* **Required action 1**: Copy the part of the passage on hard times from "Picture by Penny" up to and including "it includes myself.".
* **Required action 2**:
Answer these questions using the passage on hard times.
(a) What song was the writer listening to in the morning?
(b) What phrase does the writer call a byword?
(c) What kind of photographs were shown in the video?
* **Required action 3**: List every person named in the passage on hard times.

Picture by Penny Juncker |
Listening this morning to Arlo Guthrie and Jim Wilson’s
new version of “Hard Times Come Again No More.” I began to understand some of
the vitriol, conspiracy mania, and slander heaped upon many public officials
and the medical professions. And here I am thinking of people I know, people I
am close to, who are not usually inclined to vent so ardently against others. I
know there are those who purposely and with evil intent invent outlandish tales
of conspiracy against others, but these are not the people that have initiated
my concern. I am Reformed after all and “What is the matter with you people” is
my byword as long as it includes myself.
But watching the depression photographs in the video I
realized so many have no memory of those hard times or of the devastating losses
of World War II. And if they are not particularly interested in history they will
not have absorbed the pain and sorrow of that time or any other time for that
matter. It seems to me, we Americans, at least in the last few decades, insist
on everything turning out rosy. We build our hopes on Shangri-La and reach for
idealistic dreams. Added to this sense of optimism is a belief that it is
possible to know the exact reason why something has happened and the way it has
happened and thus to swiftly end any intruding evil.
For instance, some insist that covid-19 occurred because
a person or a group or an organization manufactured it as a means of destroying
enemy’s lives. Or, so many people have died because politicians, or/and medical
groups or/and a particular political party are lying about the cure. Or, it’s a
lie that so many people have died, with multiple explanations for the lie.

* **Available data**:
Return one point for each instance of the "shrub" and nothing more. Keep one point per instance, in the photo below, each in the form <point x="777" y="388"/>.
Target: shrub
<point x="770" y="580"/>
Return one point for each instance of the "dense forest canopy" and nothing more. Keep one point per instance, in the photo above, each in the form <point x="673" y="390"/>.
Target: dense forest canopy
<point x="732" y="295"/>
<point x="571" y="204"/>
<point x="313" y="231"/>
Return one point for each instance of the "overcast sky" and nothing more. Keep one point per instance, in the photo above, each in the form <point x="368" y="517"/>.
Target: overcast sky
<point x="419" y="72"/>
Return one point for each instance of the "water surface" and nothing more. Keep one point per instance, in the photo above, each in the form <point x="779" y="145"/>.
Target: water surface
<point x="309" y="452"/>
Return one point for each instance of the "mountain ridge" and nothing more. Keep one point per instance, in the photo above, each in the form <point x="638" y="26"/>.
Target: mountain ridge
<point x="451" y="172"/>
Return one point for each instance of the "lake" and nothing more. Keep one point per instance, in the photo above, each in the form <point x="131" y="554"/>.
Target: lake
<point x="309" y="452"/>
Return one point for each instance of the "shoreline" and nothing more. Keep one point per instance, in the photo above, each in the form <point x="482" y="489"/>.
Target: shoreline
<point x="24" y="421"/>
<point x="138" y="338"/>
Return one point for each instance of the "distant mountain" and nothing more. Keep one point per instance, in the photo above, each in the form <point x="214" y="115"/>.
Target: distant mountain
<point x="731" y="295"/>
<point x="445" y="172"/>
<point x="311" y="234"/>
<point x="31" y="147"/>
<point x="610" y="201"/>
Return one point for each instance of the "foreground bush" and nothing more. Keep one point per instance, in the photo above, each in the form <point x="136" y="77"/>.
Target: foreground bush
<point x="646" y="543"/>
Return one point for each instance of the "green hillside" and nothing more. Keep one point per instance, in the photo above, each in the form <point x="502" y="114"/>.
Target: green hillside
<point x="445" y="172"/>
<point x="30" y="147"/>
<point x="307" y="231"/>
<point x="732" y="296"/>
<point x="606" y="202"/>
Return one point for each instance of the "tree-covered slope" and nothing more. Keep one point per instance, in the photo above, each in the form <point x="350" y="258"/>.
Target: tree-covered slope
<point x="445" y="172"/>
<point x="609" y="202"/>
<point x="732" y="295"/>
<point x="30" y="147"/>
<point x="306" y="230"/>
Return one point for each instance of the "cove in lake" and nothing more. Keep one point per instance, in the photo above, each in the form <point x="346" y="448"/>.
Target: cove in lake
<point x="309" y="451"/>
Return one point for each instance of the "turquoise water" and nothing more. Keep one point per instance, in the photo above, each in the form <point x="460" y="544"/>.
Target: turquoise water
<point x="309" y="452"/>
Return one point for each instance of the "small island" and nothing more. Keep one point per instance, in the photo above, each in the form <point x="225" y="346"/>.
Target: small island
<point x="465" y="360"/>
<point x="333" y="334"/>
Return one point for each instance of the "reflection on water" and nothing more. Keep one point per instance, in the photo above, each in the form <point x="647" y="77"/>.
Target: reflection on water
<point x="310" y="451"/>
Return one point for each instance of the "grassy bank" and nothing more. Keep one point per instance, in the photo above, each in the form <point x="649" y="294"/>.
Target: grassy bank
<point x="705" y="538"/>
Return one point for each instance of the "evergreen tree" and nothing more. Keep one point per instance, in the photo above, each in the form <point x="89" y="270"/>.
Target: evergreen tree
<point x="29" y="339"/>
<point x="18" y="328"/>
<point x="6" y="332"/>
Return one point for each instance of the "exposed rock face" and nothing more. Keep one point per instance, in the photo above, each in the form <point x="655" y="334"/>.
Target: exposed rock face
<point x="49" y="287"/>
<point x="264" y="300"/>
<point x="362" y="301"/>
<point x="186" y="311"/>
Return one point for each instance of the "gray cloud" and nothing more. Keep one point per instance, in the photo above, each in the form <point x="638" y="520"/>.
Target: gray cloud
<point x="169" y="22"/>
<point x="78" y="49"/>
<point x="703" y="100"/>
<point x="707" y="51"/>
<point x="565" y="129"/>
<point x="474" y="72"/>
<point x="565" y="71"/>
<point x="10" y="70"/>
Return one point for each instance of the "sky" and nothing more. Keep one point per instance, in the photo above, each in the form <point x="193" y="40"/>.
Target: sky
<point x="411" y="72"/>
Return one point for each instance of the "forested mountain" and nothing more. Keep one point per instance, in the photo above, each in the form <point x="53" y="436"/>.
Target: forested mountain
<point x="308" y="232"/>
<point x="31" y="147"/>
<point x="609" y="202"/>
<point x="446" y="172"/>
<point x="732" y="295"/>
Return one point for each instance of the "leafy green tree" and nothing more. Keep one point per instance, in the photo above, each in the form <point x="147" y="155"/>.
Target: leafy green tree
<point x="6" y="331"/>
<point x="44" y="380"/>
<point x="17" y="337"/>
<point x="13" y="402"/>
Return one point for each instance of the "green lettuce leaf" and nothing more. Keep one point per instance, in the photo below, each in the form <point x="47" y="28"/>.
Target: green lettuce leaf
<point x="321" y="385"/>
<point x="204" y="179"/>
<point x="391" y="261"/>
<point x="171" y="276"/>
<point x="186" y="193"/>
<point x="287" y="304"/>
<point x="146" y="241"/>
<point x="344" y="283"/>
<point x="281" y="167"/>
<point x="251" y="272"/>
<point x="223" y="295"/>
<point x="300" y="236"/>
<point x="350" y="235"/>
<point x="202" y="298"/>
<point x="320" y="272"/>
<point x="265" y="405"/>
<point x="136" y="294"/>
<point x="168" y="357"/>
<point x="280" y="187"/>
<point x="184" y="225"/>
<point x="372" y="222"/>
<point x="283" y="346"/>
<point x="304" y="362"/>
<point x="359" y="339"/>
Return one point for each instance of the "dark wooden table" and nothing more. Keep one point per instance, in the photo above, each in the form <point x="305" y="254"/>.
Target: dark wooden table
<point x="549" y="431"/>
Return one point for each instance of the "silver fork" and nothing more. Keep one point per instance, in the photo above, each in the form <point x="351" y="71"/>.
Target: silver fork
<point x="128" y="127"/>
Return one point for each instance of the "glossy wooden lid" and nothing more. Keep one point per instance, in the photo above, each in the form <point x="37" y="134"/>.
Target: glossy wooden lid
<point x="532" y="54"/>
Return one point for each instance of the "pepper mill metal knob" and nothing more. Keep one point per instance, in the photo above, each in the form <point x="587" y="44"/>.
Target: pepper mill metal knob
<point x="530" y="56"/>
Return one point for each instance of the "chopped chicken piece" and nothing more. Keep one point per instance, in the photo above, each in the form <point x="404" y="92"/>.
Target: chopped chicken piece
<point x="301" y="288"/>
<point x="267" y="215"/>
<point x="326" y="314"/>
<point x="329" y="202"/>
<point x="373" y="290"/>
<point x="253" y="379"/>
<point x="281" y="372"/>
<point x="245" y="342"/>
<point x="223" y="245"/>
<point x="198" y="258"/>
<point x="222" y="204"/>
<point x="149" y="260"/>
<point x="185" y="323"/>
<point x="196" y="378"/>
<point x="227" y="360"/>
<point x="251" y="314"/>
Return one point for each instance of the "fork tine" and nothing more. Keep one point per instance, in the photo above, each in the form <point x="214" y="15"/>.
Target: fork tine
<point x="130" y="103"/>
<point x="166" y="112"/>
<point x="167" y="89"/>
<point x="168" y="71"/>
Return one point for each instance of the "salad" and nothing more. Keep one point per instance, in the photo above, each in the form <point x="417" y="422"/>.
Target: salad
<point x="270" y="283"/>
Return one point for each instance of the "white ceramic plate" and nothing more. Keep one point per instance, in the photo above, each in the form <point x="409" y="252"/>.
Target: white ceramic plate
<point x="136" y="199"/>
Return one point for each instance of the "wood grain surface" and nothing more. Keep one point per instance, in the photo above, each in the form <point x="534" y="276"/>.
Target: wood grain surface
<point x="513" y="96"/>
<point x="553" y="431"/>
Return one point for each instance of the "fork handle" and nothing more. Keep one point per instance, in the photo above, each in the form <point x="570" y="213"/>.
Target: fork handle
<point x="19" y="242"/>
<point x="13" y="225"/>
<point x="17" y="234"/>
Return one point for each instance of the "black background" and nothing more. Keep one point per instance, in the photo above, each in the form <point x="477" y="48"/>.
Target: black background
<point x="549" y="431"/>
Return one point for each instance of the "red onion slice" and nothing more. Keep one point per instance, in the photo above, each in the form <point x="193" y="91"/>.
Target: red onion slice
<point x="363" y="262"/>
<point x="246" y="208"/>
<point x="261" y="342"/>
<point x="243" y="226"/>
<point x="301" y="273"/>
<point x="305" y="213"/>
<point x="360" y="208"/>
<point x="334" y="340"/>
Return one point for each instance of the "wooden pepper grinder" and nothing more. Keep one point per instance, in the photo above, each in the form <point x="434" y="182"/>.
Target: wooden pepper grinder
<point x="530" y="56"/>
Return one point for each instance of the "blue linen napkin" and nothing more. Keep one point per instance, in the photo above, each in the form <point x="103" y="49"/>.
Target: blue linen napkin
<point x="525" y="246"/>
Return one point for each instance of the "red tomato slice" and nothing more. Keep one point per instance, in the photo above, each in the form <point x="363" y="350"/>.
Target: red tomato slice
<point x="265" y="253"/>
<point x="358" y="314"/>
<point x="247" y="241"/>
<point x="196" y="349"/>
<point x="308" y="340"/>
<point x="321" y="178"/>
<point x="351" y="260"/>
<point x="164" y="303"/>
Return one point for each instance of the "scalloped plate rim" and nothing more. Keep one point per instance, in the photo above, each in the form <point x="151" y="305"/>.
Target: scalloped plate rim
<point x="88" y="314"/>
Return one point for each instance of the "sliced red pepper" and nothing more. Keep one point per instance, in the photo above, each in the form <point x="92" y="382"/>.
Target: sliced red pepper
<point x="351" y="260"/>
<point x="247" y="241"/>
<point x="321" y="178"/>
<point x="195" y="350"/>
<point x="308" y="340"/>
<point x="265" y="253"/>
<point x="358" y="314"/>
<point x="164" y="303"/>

* **Answer area 1**:
Picture by Penny Juncker |
Listening this morning to Arlo Guthrie and Jim Wilson’s
new version of “Hard Times Come Again No More.” I began to understand some of
the vitriol, conspiracy mania, and slander heaped upon many public officials
and the medical professions. And here I am thinking of people I know, people I
am close to, who are not usually inclined to vent so ardently against others. I
know there are those who purposely and with evil intent invent outlandish tales
of conspiracy against others, but these are not the people that have initiated
my concern. I am Reformed after all and “What is the matter with you people” is
my byword as long as it includes myself.

* **Answer area 2**:
(a) A new version of "Hard Times Come Again No More," by Arlo Guthrie and Jim Wilson.
(b) "What is the matter with you people"
(c) Depression photographs.

* **Answer area 3**: Penny Juncker, Arlo Guthrie, Jim Wilson